§ **REQUIREMENT**: Display each line of the items below that contains the word "blue". Matching is case-sensitive.

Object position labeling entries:
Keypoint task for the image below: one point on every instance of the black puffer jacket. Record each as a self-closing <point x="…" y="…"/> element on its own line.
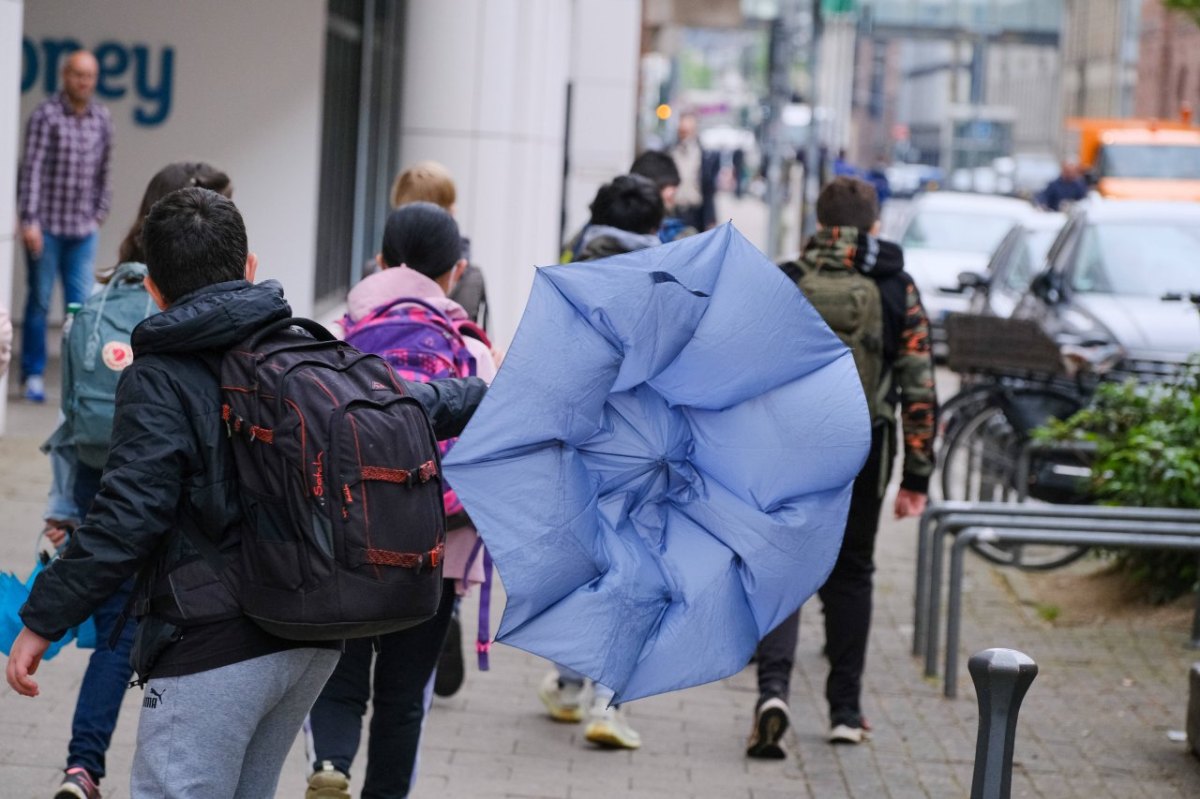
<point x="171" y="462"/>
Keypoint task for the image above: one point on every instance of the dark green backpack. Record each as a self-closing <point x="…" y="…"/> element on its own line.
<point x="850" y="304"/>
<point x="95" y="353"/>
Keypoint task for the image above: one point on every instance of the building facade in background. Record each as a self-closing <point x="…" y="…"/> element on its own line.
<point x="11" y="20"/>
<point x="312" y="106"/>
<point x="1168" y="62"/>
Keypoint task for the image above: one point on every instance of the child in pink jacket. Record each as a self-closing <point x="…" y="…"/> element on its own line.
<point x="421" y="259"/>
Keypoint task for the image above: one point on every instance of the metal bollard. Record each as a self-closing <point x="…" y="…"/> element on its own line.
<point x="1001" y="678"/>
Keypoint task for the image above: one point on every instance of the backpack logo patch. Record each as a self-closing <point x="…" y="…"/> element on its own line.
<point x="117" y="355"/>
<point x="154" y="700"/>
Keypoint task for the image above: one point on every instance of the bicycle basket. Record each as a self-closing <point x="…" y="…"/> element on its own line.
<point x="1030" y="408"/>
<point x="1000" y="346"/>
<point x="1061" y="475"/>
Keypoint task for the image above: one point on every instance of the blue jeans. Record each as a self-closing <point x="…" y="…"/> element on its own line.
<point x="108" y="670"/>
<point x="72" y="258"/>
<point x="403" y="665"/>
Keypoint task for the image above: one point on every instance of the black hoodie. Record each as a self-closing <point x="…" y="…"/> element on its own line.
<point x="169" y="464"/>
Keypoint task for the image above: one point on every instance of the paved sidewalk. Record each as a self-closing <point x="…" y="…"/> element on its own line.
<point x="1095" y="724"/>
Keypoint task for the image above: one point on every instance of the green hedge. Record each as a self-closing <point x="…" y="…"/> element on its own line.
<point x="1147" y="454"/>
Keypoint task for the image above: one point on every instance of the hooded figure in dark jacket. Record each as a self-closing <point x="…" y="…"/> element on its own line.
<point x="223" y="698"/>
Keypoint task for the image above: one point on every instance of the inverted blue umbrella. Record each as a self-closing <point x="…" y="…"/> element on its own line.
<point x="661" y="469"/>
...
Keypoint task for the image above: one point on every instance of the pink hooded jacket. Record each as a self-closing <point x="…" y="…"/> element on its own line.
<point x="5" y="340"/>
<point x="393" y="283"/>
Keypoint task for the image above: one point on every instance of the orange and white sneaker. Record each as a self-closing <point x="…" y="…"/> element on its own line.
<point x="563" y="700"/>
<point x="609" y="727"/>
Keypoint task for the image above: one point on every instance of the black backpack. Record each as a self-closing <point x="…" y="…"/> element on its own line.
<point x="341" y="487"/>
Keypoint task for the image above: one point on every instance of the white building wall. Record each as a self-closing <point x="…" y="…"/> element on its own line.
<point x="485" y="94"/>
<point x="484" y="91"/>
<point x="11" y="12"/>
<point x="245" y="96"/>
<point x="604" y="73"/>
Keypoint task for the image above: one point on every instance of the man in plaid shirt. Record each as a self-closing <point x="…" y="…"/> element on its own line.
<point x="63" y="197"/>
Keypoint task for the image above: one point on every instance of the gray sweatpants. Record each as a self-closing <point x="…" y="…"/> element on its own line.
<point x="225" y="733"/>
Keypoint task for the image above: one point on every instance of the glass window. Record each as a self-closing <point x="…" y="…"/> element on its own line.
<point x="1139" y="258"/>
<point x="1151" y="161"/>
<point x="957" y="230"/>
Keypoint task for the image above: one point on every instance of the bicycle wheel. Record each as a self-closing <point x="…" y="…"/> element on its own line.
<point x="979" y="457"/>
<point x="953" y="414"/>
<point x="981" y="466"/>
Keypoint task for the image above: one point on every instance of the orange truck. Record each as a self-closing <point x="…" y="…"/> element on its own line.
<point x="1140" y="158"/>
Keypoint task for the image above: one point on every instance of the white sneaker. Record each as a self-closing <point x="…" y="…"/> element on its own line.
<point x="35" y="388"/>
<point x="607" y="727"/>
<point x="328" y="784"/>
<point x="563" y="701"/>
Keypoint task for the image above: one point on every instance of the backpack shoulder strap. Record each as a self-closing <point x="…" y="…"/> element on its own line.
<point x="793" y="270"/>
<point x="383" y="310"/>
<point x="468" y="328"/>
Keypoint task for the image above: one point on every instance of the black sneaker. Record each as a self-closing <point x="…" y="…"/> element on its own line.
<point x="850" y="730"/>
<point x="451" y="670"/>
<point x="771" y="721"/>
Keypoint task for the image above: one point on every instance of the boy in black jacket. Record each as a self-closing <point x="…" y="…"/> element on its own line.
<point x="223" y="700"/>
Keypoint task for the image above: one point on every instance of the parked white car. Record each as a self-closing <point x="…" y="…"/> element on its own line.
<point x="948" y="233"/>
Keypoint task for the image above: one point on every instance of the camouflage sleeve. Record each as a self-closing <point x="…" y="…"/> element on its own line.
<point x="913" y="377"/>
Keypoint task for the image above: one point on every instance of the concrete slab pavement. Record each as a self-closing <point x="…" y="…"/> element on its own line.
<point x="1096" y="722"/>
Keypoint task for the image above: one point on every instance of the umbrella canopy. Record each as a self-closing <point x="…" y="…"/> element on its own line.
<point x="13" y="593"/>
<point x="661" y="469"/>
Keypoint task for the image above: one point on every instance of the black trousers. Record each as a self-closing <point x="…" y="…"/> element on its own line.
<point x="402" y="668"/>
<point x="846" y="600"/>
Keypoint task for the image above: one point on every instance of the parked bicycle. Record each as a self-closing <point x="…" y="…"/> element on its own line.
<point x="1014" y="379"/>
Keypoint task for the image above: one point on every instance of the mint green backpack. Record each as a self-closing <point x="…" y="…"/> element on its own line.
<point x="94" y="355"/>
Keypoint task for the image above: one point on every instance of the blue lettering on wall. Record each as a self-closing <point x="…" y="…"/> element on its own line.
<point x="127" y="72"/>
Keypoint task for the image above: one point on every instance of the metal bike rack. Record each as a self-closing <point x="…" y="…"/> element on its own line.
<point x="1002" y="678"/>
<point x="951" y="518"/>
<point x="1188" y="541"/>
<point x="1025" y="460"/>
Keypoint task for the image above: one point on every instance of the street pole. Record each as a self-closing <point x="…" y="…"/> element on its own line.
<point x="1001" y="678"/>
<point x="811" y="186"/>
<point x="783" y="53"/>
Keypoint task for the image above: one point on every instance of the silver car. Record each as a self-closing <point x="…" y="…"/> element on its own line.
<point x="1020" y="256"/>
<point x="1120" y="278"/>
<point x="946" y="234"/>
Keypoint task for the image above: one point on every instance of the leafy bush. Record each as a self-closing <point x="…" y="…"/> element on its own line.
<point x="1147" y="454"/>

§ **RESULT**:
Keypoint task for the image above: one point on every instance of the blue jeans. Record each as a self-closing <point x="…" y="…"/> element on its own line.
Keypoint task for the image above: one point on every instance of the inverted blue umbrella. Record each as a self-closing <point x="…" y="…"/> element on its own line.
Keypoint task for the image above: one point on every instance of the blue lettering on wall. Record each as a self-closing <point x="…" y="…"/> element on its own line.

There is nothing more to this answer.